WHAT THIS TASK INVOLVES
Each line below should be quoted exactly, please.

PROVIDED INFORMATION
========================================================================

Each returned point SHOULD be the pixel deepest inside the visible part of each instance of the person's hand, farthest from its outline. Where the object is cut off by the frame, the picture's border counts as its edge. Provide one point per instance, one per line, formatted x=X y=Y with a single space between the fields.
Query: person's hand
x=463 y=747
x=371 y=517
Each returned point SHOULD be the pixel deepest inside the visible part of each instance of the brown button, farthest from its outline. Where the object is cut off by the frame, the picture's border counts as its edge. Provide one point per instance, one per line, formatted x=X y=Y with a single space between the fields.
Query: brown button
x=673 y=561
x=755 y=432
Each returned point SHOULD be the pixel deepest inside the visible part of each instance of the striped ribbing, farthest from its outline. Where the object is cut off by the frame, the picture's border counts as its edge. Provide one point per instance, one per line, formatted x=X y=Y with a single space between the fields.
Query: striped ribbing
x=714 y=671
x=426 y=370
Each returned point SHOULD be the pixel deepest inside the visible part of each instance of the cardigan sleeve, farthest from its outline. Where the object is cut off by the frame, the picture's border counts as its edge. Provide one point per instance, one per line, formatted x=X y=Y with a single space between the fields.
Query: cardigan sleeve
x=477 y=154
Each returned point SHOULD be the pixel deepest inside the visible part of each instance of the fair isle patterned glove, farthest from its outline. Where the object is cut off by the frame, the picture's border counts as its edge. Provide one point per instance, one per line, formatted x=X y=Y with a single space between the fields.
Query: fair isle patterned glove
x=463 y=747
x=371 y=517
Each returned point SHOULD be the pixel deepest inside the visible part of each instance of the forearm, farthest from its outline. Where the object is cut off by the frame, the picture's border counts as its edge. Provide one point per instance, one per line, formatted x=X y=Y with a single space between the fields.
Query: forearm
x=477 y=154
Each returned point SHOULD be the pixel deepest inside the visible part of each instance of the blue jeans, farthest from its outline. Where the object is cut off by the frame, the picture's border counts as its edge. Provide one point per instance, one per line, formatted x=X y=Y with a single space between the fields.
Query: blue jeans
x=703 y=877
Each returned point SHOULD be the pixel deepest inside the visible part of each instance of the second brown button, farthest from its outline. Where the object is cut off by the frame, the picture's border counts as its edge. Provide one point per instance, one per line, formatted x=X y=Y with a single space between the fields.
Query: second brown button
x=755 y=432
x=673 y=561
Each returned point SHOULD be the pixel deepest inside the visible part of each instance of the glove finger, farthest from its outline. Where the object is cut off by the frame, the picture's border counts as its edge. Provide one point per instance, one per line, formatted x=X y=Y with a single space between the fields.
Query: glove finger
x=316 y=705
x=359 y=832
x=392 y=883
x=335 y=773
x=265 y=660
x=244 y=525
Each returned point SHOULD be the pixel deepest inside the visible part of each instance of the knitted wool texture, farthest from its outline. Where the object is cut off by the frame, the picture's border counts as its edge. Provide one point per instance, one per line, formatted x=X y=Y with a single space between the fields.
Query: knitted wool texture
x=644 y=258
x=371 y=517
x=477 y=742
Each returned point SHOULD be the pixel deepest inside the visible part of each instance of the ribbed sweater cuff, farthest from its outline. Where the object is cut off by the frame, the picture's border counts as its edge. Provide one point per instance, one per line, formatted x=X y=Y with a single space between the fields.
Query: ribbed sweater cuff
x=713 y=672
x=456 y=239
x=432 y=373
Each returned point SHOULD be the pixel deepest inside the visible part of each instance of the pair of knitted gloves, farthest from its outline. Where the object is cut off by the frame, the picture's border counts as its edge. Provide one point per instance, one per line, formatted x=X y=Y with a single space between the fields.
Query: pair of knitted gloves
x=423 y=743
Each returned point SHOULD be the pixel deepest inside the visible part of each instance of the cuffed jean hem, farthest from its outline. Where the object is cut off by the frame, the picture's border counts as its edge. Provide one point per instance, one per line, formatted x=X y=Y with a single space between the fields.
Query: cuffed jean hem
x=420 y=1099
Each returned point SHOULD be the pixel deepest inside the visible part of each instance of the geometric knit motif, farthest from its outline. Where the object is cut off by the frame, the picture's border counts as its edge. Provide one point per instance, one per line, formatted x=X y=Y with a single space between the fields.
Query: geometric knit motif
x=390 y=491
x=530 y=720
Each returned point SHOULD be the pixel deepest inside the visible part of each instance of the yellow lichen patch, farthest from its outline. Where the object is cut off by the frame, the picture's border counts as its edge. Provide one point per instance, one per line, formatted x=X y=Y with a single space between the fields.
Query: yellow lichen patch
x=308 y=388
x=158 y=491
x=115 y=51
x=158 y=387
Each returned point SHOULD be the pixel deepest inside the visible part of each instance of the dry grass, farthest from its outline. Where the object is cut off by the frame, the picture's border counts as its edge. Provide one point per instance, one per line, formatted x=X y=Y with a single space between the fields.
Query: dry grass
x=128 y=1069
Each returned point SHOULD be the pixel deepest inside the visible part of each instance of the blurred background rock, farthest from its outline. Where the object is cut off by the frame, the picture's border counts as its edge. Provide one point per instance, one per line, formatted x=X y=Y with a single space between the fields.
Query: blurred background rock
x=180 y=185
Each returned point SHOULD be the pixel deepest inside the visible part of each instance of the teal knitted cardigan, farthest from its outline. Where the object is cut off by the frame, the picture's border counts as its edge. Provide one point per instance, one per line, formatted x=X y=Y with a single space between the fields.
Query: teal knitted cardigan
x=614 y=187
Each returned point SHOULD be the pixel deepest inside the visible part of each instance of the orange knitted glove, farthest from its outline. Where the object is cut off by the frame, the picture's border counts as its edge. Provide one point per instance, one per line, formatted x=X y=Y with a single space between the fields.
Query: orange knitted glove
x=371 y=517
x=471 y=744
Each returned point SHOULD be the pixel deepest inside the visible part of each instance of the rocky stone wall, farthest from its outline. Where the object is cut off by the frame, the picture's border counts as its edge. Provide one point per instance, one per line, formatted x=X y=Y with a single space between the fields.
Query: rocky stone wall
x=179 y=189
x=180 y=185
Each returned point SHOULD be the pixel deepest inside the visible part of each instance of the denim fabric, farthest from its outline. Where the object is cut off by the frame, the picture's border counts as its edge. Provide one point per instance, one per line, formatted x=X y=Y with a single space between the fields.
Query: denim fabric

========================================================================

RESULT OF THE EXERCISE
Each returned point SHOULD be the pixel deepest inside the visible part of each instance of the person's hand, farthest from its outline. Where the object is cut off by the frame, the picture's border counts as its edge. Provide one point per instance, one per line, formatted x=X y=Y with a single space between the fields.
Query: person's hand
x=463 y=747
x=371 y=517
Each returned point SHOULD be the pixel deepest inside the visible part of each instance of the brown button, farthest from its outline. Where the object is cut off by the frame, the picture's border counts as its edge. Provide one point per instance, one per line, formatted x=X y=Y with a single space between the fields.
Query: brown button
x=673 y=561
x=755 y=432
Each returned point SHOULD be the pixel deepest inside the visible part of each instance of the striped ribbing, farthest from its outline. Where the object is cut off by the frame, the picture's border counts as its edge. Provide one point per instance, one per line, formatted x=X y=Y with a single space between the fields.
Query: striped ribbing
x=714 y=671
x=426 y=370
Each returned point SHOULD be the pixel deepest inside the visible part of each instance of the cardigan sleeve, farthest from its outline. Where the object is cut off by the frame, the picture's border counts as its edge. Provide one point per instance, one per line, formatted x=X y=Y with a single space between the fields.
Query: cardigan sleeve
x=477 y=154
Each returned point SHOULD be the pixel deepest inside the visible part of each instance of the fair isle patterned glove, farthest from its outline. Where the object is cut off by the frame, the picture's border counts as its edge. Provide one point per instance, one per line, formatted x=X y=Y with a single space between the fields.
Query: fair isle patterned glove
x=463 y=747
x=371 y=517
Each returned point SHOULD be the pixel deepest inside the visible part of each instance of the forearm, farthest from its outline. Where the object is cut off by the frame, the picture's border counts as its edge. Provide one point per instance, one per line, formatted x=X y=Y with a single space between the fields.
Query: forearm
x=477 y=154
Each returned point SHOULD be the pixel deepest inside the visible part of each instance of the blue jeans, farthest from its outline. Where the object is cut off by the frame, the picture's border counts as its edge. Provide one point per instance, one per line, formatted x=X y=Y with a single space between the fields.
Query: blue jeans
x=703 y=877
Each returned point SHOULD be the pixel deepest inside the visible part of each instance of the second brown button, farthest from its outline. Where the object is cut off by the frame, the picture's border counts as its edge. Provide one point per instance, one per line, formatted x=X y=Y with a single space between the fields.
Query: second brown button
x=755 y=432
x=673 y=561
Each returned point SHOULD be the pixel deepest inside the visible part of each instance of the glove finger, farthest from its outline. Where the object is cut off by the frame, the picture's border counts as its edge. Provide one point per instance, one per line, formatted x=X y=Y with a single space between the fields.
Query: glove finger
x=316 y=705
x=359 y=832
x=392 y=883
x=335 y=773
x=265 y=660
x=244 y=525
Each returned point SHOULD be the pixel deepest inside the visible part of each instance of the knitted wool texture, farthest from its outline. Where the object is cut off by the frame, the picture's border counts as its edge. Provide one point per instance, one per line, formatted x=X y=Y with a single space between the fields.
Query: knitted wool texture
x=644 y=258
x=371 y=517
x=477 y=742
Each returned point SHOULD be the pixel deepest inside the visible part of each instance of the ribbed sweater cuff, farthest from its outline. Where the object is cut off by the frame, the picture's border counts as its edge. Provide one point per instance, one per line, formatted x=X y=Y with a single space between the fields.
Query: ribbed sweater cuff
x=713 y=672
x=456 y=239
x=432 y=373
Each returned point SHOULD be the pixel deepest inside the visible part of each instance of the pair of knitted gloves, farthest from its outline. Where the object is cut off by the frame, the picture's border counts as its edge. Provide one point per instance, one per line, formatted x=X y=Y with a single space between the fields.
Query: pair of knitted gloves
x=423 y=743
Each returned point SHOULD be the pixel deepest inside the visible part of each instance of the cuffed jean hem, farthest from its outline. Where the object is cut off by the frame, the picture's border counts as its edge. Provide one point per instance, one per line, formatted x=X y=Y with a single space between the fields.
Query: cuffed jean hem
x=420 y=1099
Each returned point SHOULD be the pixel deepest inside the visible part of each instance of the geometric knit motif, farthest from its outline. Where the object is cut off by the frame, the picture's border counts as its edge. Provide one point per instance, one per line, formatted x=X y=Y with a single space between the fields.
Query: geometric knit motif
x=390 y=491
x=530 y=720
Each returned point SHOULD be the pixel deepest inside the visible part of each instance of the yellow lichen patch, farthest from its outline. Where the object is cut off by the frame, the picture's border counts as its edge. Provide one point per instance, one per line, formatted x=X y=Y with a single space between the fields.
Query: yellow lichen patch
x=308 y=388
x=158 y=491
x=115 y=51
x=158 y=387
Each returned point SHOULD be the pixel deepest inside the visible part of each instance of the dry grass, farthest from its outline. Where the object is cut off by the frame, the picture's border counts as its edge. Provide one point per instance, one per line, formatted x=X y=Y with a single space between the fields.
Query: dry grass
x=128 y=1069
Each returned point SHOULD be the pixel deepest inside the visible part of each instance of the blurred background rock, farthest from its outline. Where the object is cut off by the frame, the picture's border counts as its edge. Provide one point per instance, one per line, formatted x=X y=Y with a single space between the fields.
Query: blurred background rock
x=180 y=185
Each returned point SHOULD be the pixel deepest inside the visible part of each instance of the teal knitted cardigan, farthest from its outline. Where the object is cut off by the frame, the picture's border counts as its edge. Provide one point per instance, one per line, formatted x=X y=Y with a single space between the fields.
Query: teal knitted cardigan
x=614 y=187
Each returned point SHOULD be the pixel deepest inside the visible part of each instance of the orange knitted glove, farthest from its outline. Where the object is cut off by the frame, the picture's border counts as its edge. Provide one point per instance, one per line, formatted x=X y=Y with a single space between the fields.
Query: orange knitted glove
x=371 y=517
x=471 y=744
Each returned point SHOULD be the pixel deepest inside the visible part of each instance of the rocky stone wall, farthest from its outline. Where the object is cut off by the frame, the picture's border counts as its edge. Provide one point per instance, one per line, formatted x=X y=Y with a single space between the fields.
Query: rocky stone wall
x=179 y=189
x=180 y=185
Each returned point SHOULD be the pixel deepest inside the visible part of each instance of the denim fabric, farthest from its outline. Where the object is cut off by the frame, the picture's border counts as its edge. Provide one point per instance, one per line, formatted x=X y=Y with a single space between the fields.
Query: denim fabric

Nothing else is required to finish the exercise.